=== Excerpt to read ===
▽

Andrew Parker Bowles

Brigadier Andrew Henry Parker Bowles OBE was born on December 27, 1939, the eldest of four children of Derek Henry Parker Bowles, a great-grandson of the 6th Earl of Macclesfield, and Dame Ann Parker Bowles, daughter of multimillionaire racehorse owner Sir Humphrey de Trafford. His parents were close friends of Queen Elizabeth The Queen Mother and Andrew was a page at the coronation of Queen Elizabeth II.

He was educated at the Benedictine Ampleforth College and the Royal Military Academy Sandhurst and was commissioned into the Royal Horse Guards (The Blues) in 1960.

He began his race-riding career in the 1964/65 season on a one-eyed hurdler named Gorse Bird, trained by Fulke Walwyn, who would go on to train all Andrew’s horses. He rode Gorse Bird several times during that season and managed a third-place finish at Windsor, but they also ended on the deck three times, including in an ITV-televised race at Towcester on the Saturday of Easter.

Andrew was promoted to the rank of captain in July 1966. That same year saw him ride his first winner under National Hunt rules, on Brown Diamond in a three-mile handicap chase at Warwick on November 29, 1966. It was the first time he’d ridden him in a race, having recently purchased him from Ireland, where he had won the Munster National at Limerick the previous month under Francis Shortt.

His next acquisition was Aintree veteran The Fossa, who gave his new owner his second success under NH rules when winning at Worcester on September 25, 1968. They also finished placed in chases as Worcester, Hereford and Kempton that season and took part in the 1969 Grand National, completing the course in a highly creditable eleventh place.

The Fossa was as safe as houses conveyance. Andrew rode him for two more seasons, campaigning him in hunter chases in 1971, when the then 14-year-old veteran gave his owner-rider his third success under NH rules when winning the Grand Military Hunters’ Chase at Sandown Park’s Grand Military meeting in March. They also finished runner-up to the useful Green Plover in a hunter chase at Cheltenham in April.

△

Referring-expression pointing data:

▽

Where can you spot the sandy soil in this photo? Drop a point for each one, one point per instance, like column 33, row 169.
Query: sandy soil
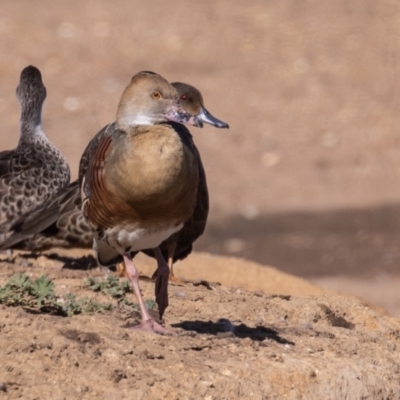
column 228, row 342
column 307, row 177
column 305, row 180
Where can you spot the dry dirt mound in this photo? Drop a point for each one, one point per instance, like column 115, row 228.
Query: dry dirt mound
column 229, row 343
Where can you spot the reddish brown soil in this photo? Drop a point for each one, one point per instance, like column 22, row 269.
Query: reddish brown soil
column 228, row 342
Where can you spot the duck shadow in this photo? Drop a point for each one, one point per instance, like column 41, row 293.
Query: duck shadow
column 224, row 328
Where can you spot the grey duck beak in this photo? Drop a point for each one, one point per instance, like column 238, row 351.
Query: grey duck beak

△

=== Study questions ===
A – According to the text about Andrew Parker Bowles, why was the Warwick race on November 29, 1966 the first time he had ridden Brown Diamond in a race?
B – Answer these from the text about Andrew Parker Bowles:
(i) In what year was he commissioned into the Royal Horse Guards (The Blues)?
(ii) Who trained all of his horses?
(iii) In what place did The Fossa finish in the 1969 Grand National?
Rely only on the text about Andrew Parker Bowles.

=== List of solutions ===
A – He had only recently bought Brown Diamond from Ireland. Before that, the horse had been ridden by Francis Shortt, winning the Munster National at Limerick the previous month.

B –
(i) 1960
(ii) Fulke Walwyn
(iii) Eleventh